Reproduce the listing below word for word, from its first line through the line containing "column 181, row 113". Leave the pictures out of your answer.

(Records in a dataset)
-=-=-=-=-

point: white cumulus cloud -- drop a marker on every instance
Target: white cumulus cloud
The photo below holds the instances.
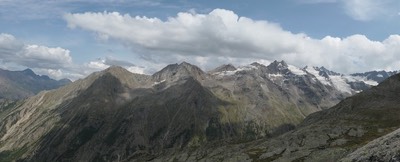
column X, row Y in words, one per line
column 222, row 35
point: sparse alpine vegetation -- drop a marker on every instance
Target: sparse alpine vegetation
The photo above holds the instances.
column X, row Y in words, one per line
column 181, row 113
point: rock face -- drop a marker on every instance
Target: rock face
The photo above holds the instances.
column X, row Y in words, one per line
column 183, row 113
column 363, row 127
column 21, row 84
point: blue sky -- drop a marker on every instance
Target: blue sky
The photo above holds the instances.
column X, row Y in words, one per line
column 73, row 38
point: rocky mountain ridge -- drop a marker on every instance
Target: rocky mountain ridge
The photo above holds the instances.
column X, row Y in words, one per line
column 114, row 115
column 21, row 84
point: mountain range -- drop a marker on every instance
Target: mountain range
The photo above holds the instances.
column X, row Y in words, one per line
column 22, row 84
column 182, row 113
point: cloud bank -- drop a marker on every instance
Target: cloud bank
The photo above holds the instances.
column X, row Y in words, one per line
column 221, row 35
column 34, row 56
column 55, row 62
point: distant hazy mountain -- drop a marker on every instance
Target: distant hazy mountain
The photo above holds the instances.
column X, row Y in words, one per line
column 114, row 115
column 364, row 127
column 22, row 84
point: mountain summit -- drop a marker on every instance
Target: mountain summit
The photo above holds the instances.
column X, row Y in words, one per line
column 21, row 84
column 116, row 115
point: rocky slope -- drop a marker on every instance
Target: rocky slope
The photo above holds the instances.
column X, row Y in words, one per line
column 354, row 130
column 21, row 84
column 178, row 113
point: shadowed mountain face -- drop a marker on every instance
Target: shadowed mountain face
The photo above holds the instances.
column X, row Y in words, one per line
column 21, row 84
column 114, row 115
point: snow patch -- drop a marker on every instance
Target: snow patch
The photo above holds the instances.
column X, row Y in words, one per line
column 296, row 70
column 340, row 83
column 321, row 79
column 361, row 79
column 240, row 68
column 155, row 83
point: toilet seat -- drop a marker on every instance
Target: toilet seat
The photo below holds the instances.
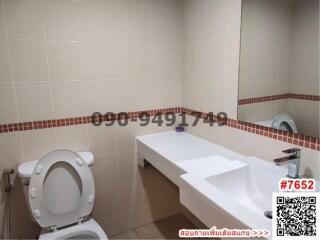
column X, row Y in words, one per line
column 61, row 190
column 284, row 122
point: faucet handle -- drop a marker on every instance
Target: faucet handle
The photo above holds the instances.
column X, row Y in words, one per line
column 292, row 151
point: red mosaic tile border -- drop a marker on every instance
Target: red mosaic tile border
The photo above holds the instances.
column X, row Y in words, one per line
column 278, row 97
column 296, row 139
column 27, row 126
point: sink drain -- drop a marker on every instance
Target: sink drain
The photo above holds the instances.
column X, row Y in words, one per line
column 268, row 214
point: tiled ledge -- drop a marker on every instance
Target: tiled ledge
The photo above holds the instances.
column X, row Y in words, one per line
column 278, row 97
column 296, row 139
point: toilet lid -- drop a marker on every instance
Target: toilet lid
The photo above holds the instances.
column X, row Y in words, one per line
column 284, row 122
column 61, row 190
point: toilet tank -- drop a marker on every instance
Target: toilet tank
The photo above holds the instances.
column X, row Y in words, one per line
column 26, row 169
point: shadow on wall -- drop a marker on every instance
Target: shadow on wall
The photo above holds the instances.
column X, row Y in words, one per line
column 161, row 195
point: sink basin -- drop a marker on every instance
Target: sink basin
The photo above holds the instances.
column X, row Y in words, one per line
column 238, row 196
column 252, row 188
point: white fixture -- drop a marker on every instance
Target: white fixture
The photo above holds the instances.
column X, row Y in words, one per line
column 221, row 187
column 60, row 192
column 282, row 121
column 238, row 197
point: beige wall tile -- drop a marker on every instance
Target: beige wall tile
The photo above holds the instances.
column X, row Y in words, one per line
column 28, row 60
column 69, row 99
column 101, row 96
column 102, row 139
column 151, row 94
column 105, row 169
column 64, row 61
column 60, row 20
column 158, row 25
column 73, row 137
column 11, row 151
column 126, row 137
column 122, row 23
column 8, row 107
column 34, row 101
column 124, row 60
column 37, row 143
column 5, row 71
column 130, row 91
column 92, row 20
column 97, row 60
column 24, row 18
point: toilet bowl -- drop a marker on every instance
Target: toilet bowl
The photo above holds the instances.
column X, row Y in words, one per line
column 60, row 191
column 282, row 121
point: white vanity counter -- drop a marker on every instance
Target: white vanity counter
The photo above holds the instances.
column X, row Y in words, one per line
column 221, row 187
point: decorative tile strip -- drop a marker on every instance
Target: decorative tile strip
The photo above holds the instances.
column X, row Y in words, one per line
column 296, row 139
column 279, row 97
column 27, row 126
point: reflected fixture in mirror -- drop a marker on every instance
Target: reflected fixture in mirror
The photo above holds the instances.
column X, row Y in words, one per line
column 279, row 65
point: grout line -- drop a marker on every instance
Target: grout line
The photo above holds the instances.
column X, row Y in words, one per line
column 12, row 75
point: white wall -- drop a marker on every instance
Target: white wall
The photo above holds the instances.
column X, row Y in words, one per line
column 210, row 54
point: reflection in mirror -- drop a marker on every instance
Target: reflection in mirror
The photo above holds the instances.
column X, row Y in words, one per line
column 279, row 65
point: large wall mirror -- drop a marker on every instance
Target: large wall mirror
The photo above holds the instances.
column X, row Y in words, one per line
column 279, row 65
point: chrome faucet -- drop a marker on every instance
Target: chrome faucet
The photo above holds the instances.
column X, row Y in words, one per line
column 293, row 161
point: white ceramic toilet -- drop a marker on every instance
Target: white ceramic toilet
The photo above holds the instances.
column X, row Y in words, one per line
column 60, row 192
column 282, row 121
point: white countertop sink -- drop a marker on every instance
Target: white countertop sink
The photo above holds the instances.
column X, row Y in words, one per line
column 221, row 187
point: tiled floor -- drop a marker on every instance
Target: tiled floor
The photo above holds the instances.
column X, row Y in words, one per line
column 164, row 229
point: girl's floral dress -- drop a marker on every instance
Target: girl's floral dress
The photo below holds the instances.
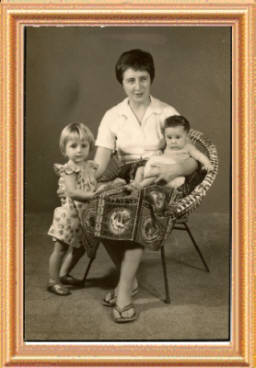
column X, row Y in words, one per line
column 66, row 224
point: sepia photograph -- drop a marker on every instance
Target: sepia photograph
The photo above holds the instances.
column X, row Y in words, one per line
column 127, row 210
column 127, row 183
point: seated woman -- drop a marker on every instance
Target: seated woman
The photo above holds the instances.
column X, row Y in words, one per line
column 133, row 128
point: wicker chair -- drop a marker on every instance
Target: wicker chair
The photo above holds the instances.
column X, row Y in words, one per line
column 194, row 192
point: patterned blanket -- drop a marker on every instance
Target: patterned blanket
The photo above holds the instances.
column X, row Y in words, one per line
column 143, row 216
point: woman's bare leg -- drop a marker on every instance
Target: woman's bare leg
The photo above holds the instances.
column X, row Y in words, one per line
column 71, row 259
column 129, row 267
column 117, row 253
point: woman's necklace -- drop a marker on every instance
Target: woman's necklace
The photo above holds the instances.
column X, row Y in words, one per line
column 139, row 111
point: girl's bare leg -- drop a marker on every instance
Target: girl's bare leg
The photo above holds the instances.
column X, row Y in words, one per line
column 55, row 261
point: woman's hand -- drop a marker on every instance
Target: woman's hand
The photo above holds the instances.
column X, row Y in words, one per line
column 102, row 159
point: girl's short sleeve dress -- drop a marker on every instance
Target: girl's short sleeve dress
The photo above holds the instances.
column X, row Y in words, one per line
column 66, row 224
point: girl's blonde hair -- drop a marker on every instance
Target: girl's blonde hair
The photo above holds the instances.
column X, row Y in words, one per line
column 75, row 128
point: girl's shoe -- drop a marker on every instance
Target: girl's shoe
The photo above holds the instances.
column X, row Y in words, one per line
column 120, row 317
column 110, row 298
column 58, row 289
column 70, row 280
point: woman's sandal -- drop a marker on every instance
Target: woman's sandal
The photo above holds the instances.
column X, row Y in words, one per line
column 122, row 318
column 70, row 280
column 110, row 298
column 58, row 289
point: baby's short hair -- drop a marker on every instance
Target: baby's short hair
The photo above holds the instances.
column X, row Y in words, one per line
column 75, row 128
column 177, row 120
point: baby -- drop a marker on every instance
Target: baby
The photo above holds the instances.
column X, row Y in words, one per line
column 178, row 148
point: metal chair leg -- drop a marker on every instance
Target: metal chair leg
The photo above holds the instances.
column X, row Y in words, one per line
column 196, row 247
column 166, row 284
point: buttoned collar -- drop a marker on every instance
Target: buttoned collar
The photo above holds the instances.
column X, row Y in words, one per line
column 153, row 108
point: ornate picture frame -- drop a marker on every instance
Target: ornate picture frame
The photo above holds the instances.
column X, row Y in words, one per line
column 240, row 350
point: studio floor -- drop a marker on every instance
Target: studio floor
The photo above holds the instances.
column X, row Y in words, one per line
column 199, row 309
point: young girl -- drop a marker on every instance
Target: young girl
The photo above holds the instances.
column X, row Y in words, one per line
column 77, row 183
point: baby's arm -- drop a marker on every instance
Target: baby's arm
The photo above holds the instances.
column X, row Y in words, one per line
column 199, row 156
column 73, row 192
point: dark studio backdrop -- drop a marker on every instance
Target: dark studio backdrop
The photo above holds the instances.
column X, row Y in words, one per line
column 69, row 76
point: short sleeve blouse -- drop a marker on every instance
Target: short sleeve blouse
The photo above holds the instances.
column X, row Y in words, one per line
column 119, row 130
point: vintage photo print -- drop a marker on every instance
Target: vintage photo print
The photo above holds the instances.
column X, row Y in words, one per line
column 69, row 78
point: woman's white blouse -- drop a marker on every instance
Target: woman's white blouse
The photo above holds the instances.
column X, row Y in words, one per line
column 120, row 130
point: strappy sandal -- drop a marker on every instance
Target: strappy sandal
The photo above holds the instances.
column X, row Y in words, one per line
column 121, row 318
column 70, row 280
column 58, row 289
column 110, row 298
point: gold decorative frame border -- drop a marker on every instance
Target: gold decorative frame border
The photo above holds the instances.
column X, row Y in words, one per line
column 240, row 15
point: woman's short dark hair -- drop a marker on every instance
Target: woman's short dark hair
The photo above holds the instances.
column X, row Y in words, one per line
column 177, row 120
column 136, row 59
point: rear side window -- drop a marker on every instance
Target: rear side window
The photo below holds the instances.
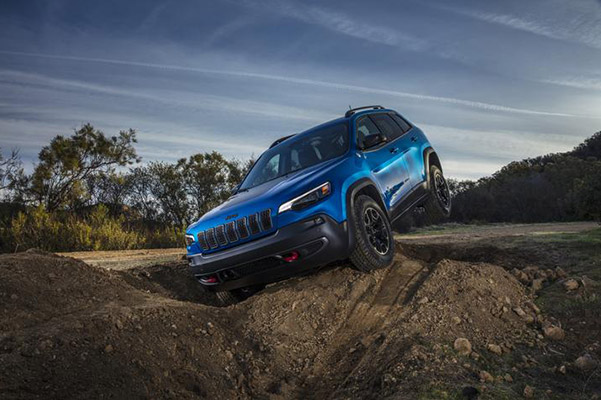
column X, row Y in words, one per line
column 365, row 127
column 402, row 123
column 387, row 126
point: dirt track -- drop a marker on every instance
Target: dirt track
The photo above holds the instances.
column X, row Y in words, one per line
column 70, row 330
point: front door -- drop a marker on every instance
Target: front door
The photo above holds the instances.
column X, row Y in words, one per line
column 386, row 160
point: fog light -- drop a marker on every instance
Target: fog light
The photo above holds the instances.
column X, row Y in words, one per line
column 208, row 279
column 292, row 256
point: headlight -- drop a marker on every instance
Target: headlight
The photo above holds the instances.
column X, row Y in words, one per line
column 306, row 199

-=-=-=-=-

▶ Output of the exercise
point: white cumulus cloud -- drop a marker on every instance
Target: white cumulus cloud
The photo below holds the instances.
column X, row Y in words, one per line
column 222, row 35
point: sparse alpine vegetation -- drop a marker on every instance
Target: sparse alpine vegetation
The photo above holds the instances.
column X, row Y in words, one per line
column 181, row 113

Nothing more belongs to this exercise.